• TASK GOAL: Copy out each line featuring the string "large" from the entries beneath.

• SUPPLIED ENTRIES:
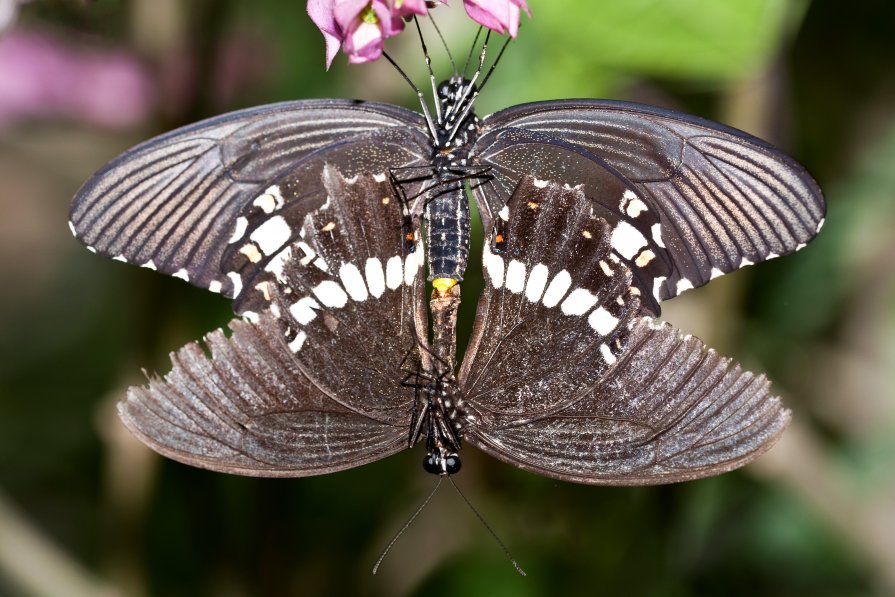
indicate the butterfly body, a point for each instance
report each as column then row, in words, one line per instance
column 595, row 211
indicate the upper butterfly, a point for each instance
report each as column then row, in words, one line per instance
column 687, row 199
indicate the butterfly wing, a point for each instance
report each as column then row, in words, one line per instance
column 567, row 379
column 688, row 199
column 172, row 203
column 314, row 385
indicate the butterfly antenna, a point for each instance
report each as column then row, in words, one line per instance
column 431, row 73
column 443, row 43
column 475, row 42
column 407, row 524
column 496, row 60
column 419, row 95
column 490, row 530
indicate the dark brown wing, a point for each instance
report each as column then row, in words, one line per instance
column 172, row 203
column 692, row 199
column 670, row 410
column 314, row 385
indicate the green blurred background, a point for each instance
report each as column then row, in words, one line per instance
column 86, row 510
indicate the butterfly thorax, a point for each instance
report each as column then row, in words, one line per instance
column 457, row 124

==

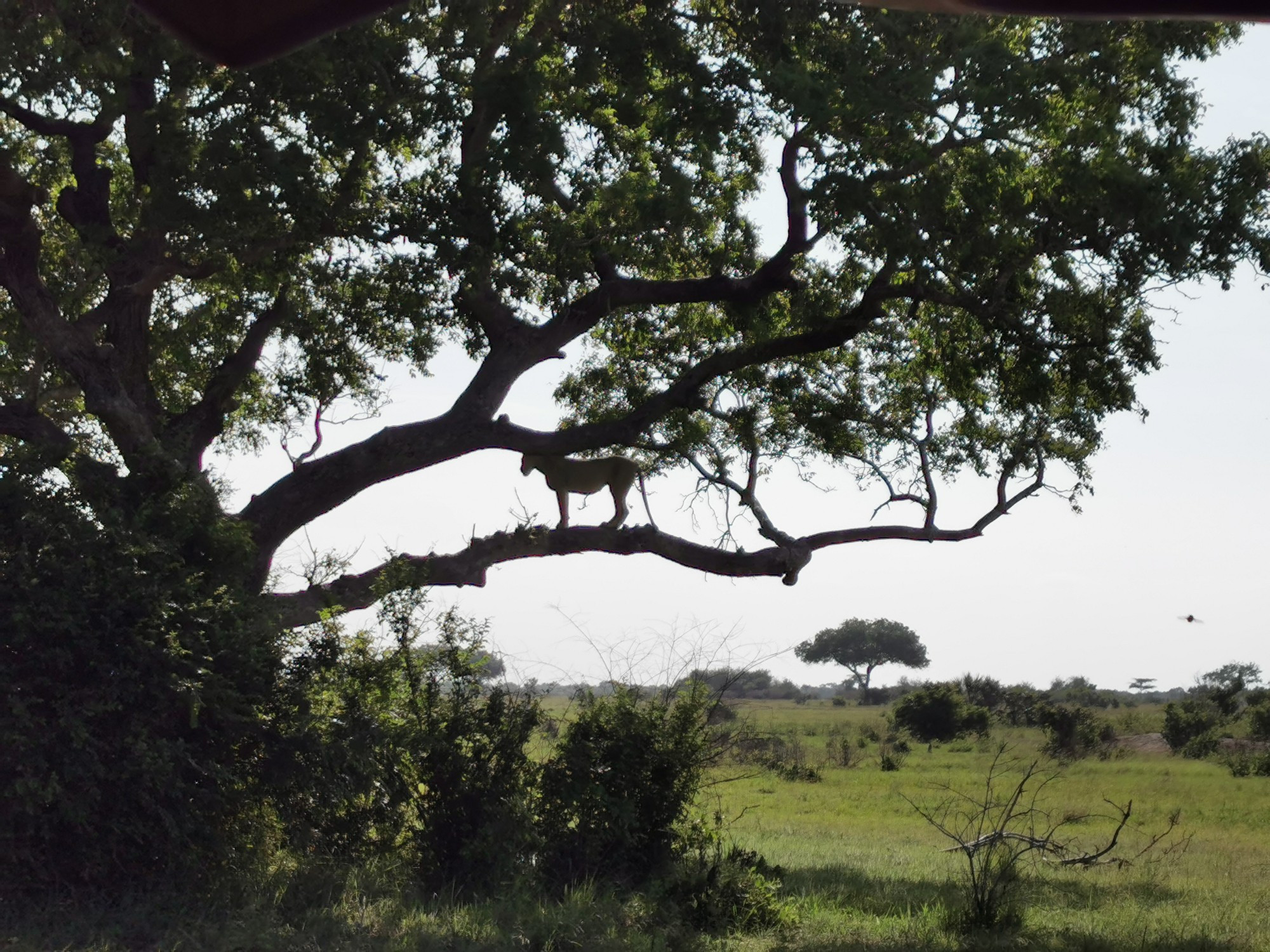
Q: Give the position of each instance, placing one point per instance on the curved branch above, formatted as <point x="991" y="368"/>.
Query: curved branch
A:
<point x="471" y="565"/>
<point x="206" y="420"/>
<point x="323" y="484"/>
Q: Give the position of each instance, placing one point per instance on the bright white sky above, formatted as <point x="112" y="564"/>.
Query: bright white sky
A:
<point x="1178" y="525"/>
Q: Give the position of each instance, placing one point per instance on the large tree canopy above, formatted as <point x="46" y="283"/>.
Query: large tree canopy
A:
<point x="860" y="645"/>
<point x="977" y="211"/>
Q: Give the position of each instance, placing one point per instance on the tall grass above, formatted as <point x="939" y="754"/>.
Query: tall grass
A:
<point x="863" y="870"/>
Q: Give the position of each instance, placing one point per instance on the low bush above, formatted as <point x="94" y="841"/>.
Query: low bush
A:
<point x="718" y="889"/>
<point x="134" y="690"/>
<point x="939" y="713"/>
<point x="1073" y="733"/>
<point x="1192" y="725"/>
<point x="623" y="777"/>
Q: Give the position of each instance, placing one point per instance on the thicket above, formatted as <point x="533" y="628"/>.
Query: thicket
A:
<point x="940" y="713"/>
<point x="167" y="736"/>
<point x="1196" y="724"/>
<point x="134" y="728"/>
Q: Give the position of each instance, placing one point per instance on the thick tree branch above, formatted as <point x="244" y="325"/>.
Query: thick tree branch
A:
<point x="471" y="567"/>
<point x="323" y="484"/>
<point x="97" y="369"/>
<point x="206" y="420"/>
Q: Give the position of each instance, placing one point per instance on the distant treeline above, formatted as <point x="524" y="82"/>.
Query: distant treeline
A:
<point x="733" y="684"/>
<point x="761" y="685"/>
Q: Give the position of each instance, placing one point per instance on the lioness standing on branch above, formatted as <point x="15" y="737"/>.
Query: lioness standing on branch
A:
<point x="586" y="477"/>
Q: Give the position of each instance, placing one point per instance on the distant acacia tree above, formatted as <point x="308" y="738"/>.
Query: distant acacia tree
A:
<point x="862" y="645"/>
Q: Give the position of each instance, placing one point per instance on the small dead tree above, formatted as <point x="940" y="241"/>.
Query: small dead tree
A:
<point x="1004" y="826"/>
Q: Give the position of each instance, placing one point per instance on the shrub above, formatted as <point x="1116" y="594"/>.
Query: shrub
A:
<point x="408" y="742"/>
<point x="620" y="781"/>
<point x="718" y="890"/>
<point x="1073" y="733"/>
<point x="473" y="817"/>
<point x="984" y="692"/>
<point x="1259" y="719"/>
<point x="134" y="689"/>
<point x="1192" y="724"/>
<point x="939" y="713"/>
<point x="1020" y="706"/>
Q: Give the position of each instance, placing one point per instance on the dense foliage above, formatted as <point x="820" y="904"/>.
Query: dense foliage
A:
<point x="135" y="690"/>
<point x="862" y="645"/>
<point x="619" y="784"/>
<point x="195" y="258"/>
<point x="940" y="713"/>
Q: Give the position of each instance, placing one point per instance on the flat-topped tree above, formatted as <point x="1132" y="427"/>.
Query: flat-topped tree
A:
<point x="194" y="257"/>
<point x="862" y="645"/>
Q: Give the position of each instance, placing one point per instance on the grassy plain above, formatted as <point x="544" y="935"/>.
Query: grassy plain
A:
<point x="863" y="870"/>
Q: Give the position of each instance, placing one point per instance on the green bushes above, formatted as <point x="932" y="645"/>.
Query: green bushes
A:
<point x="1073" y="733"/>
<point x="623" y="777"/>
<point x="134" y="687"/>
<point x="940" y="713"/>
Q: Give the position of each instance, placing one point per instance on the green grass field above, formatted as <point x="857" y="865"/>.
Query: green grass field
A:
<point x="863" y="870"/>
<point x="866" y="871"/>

--

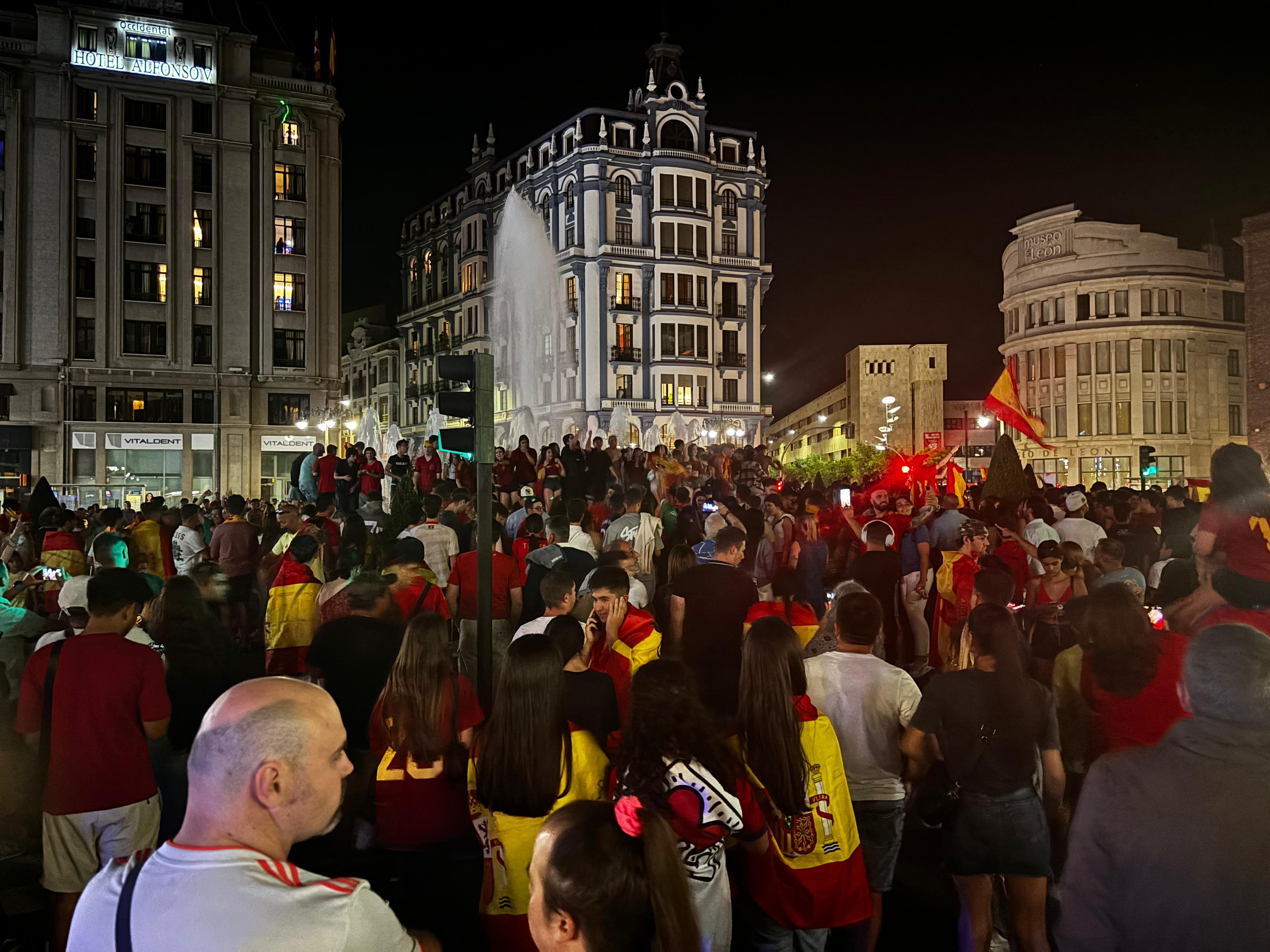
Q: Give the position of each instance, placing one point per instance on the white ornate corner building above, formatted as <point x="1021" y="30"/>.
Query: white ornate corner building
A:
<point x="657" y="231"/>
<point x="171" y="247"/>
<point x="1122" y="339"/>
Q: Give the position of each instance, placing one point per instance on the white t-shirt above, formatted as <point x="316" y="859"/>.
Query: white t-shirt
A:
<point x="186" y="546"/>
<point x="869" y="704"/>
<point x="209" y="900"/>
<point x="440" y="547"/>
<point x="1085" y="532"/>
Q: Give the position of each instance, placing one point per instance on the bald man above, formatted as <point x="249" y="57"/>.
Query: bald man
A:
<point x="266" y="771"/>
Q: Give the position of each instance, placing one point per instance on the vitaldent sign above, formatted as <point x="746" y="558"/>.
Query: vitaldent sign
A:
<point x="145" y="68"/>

• EXPECTED ANSWER:
Q: Give the position of each instance, placing one point per instance on the large tree canopy above, formatted as <point x="46" y="283"/>.
Query: large tree canopy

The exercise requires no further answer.